━━━ Testo fornito ━━━
AMBITO DI SOSTEGNO ALL’ ANZIANO
In un’epoca in cui si assiste al massimo innalzamento dell’età di vita individuale e sociale, il tema legato alla al sostegno e riabilitazione degli anziani è senz’altro uno dei più attuali. Lo psicologo fornisce un valido aiuto per arricchire la conoscenza del fenomeno dell’invecchiamento che ancora risente dei limiti dovuti a metodi di indagine che si avvalgono maggiormente di confronti con i dati di altre popolazioni non anziane. Aiuto che si dirige verso la ricerca di base nello studio di definizioni dimensionali più complete e strumenti di misura idonei e verso i servizi nelle loro diverse configurazioni (geriatria, psichiatria, strutture di riposo, strutture di riabilitazione cognitiva ecc).
L’area che per prima ha coinvolto la psicologia nell’approccio all’anziano è stata quella relativa agli aspetti connessi al deterioramento delle funzioni cognitive. Tuttavia per comprendere il fenomeno dell’invecchiamento nella sua globalità e complessità è necessario andare oltre al “deficit model” e considerare anche tutti coloro che vanno incontro ad un cosiddetto “invecchiamento attivo o di successo”. A conferma di tali considerazioni basti ricordare che l’Unione Europea ha proclamato il 2012 “Anno europeo dell’invecchiamento attivo e della solidarietà intergenerazionale”. La psicologia infatti non si limita alla misurazione delle prestazioni mentali, ma si occupa della persona in tutte le sue dimensioni emotive, relazionali e sociali compresi gli interventi di tutela e di promozione (per un invecchiamento attivo), in grado di contrastare il rischio di solitudine, in un quadro complessivo di fragilità. I progetti di ricerca applicata si rivolgono agli utenti anziani, care giver, familiari, operatori e altri professionisti della salute in base ai principi della coesione della rete sociale che regolano gli interventi di sostegno alle condizioni di maggiore vulnerabilità.
Altro concetto fondamentale preso in esame dalla psicologia dell’invecchiamento è quello di riserva, (cerebrale e cognitiva) nell’invecchiamento normale e patologico (Chicherio et al., 2012) che si costruisce nell’arco della vita e rende possibile il mantenimento dei processi cognitivi per la conservazione delle competenze di autonomia e degli interessi culturali e sociali prevalenti.
Il concetto di riserva cerebrale fa riferimento agli studi condotti in ambito delle neuroscienze (Satz,1993) che hanno scoperto un’alta incidenza di discontinuità temporale tra danno cerebrale esteso e la loro manifestazione clinica e portato a considerare una soglia critica, di tolleranza del nostro cervello verso danni anche estesi, oltre la quale si sviluppano in ogni individuo le manifestazioni cliniche.
Fonte: www.ingelook.com |
La riserva cognitiva (Stern, 2002, 2007, 2009) corrisponde a un modello funzionale più attivo che fa riferimento a differenze di natura qualitativa rispetto a come l’individuo gestisce le sue risorse. Il modello approfondisce quali siano i processi cognitivi che permettono agli individui di sostenere il danno cerebrale e di mantenere l’adeguato funzionamento. L’operalizzazione della riserva cognitiva ha reso possibile giustificare le differenze individuali nei pattern di connettività tra le diverse regioni e come queste differenze vengano associate a indicatori della riserva cognitiva (l’istruzione e il quoziente intellettivo, l’occupazione, le attività di tempo libero.
La conoscenza degli studi di neuroscienze sull’invecchiamento facilita la ricerca di interventi o training idonei allo sviluppo, al potenziamento e alla conservazione della riserva cerebrale e cognitiva lungo tutto l’arco della vita.
━━━ Voci elencate ━━━
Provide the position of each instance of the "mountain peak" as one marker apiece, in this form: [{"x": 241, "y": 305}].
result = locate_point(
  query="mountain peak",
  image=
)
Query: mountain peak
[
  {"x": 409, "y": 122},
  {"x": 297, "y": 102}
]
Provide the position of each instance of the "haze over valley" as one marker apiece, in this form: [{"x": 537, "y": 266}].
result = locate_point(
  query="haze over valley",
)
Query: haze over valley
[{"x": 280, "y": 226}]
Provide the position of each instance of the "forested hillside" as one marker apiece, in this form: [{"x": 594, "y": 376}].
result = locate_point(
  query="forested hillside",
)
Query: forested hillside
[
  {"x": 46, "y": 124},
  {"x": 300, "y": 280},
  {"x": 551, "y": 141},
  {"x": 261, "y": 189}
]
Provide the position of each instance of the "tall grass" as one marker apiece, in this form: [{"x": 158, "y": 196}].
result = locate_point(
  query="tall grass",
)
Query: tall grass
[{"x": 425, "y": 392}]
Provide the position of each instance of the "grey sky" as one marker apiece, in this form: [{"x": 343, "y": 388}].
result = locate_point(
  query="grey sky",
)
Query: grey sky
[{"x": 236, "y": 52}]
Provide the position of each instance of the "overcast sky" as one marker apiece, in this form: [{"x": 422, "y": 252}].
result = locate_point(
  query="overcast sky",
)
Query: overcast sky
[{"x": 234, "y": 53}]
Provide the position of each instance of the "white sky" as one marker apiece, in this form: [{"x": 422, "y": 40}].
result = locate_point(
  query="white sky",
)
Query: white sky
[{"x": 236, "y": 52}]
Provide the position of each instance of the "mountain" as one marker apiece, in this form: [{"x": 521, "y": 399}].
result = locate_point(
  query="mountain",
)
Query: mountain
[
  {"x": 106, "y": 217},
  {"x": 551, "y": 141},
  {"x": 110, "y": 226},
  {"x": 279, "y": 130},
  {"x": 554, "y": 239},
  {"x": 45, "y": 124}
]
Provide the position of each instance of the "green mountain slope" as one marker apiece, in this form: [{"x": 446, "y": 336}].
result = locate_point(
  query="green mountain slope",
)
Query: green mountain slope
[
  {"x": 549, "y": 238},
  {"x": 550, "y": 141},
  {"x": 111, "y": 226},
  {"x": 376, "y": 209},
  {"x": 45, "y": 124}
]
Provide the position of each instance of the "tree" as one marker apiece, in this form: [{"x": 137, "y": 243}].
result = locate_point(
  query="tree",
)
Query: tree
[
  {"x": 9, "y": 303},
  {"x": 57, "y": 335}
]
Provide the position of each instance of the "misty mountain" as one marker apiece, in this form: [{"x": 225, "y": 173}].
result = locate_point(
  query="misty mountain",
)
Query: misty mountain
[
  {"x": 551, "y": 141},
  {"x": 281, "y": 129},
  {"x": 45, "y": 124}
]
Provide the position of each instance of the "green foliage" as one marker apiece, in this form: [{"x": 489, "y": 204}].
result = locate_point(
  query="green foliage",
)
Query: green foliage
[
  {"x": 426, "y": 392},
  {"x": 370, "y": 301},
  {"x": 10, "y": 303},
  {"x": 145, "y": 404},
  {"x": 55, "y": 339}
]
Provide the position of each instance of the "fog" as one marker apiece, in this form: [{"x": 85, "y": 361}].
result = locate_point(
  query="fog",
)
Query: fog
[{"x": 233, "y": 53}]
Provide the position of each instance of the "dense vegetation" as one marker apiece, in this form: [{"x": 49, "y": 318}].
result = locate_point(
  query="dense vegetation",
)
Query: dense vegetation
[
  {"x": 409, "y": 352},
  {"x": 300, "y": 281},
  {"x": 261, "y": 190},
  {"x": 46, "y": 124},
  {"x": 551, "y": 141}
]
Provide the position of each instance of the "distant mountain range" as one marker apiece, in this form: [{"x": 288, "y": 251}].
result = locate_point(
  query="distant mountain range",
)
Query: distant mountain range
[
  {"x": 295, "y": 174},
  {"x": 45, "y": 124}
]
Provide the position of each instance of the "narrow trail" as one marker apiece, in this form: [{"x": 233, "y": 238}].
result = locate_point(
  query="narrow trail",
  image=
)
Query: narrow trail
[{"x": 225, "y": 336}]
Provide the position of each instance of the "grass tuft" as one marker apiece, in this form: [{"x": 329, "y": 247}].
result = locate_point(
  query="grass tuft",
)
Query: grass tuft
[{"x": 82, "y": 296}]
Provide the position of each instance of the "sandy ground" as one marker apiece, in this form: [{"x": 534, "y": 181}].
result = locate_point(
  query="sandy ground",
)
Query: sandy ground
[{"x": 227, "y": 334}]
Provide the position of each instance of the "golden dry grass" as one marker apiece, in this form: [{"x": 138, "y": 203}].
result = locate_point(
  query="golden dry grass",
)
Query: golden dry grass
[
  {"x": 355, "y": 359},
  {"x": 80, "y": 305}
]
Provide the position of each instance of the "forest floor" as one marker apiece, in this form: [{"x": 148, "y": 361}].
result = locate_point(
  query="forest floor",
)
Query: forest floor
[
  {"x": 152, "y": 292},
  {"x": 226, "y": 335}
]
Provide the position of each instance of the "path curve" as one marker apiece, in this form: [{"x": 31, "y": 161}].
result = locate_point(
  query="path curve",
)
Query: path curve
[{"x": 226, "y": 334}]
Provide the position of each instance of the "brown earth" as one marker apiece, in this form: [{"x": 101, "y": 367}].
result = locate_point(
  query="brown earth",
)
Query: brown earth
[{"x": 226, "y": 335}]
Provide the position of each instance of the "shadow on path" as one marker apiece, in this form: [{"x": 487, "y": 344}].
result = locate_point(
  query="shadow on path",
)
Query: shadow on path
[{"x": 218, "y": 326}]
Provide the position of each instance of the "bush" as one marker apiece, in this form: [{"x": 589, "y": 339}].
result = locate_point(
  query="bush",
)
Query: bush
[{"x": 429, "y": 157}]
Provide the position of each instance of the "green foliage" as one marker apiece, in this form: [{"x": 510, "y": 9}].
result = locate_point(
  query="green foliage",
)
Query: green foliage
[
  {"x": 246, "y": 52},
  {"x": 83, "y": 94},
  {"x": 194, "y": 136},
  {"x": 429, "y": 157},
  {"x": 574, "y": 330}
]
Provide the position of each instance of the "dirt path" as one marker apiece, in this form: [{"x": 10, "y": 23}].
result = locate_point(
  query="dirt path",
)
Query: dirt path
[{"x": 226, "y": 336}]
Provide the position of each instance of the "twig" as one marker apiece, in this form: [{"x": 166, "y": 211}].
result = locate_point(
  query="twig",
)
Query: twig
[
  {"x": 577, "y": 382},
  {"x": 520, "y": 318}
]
━━━
#### Azione richiesta A:
Ripeti parola per parola tutto il passo del testo sull'invecchiamento, da "La conoscenza degli" giù fino a "l’arco della vita.".
#### Azione richiesta B:
Elenca tutti i destinatari a cui, secondo il testo sull'invecchiamento, si rivolgono i progetti di ricerca applicata.
Le voci elencate non hanno alcun legame con il testo fornito.

#### Risposta A:
La conoscenza degli studi di neuroscienze sull’invecchiamento facilita la ricerca di interventi o training idonei allo sviluppo, al potenziamento e alla conservazione della riserva cerebrale e cognitiva lungo tutto l’arco della vita.

#### Risposta B:
- utenti anziani
- care giver
- familiari
- operatori
- altri professionisti della salute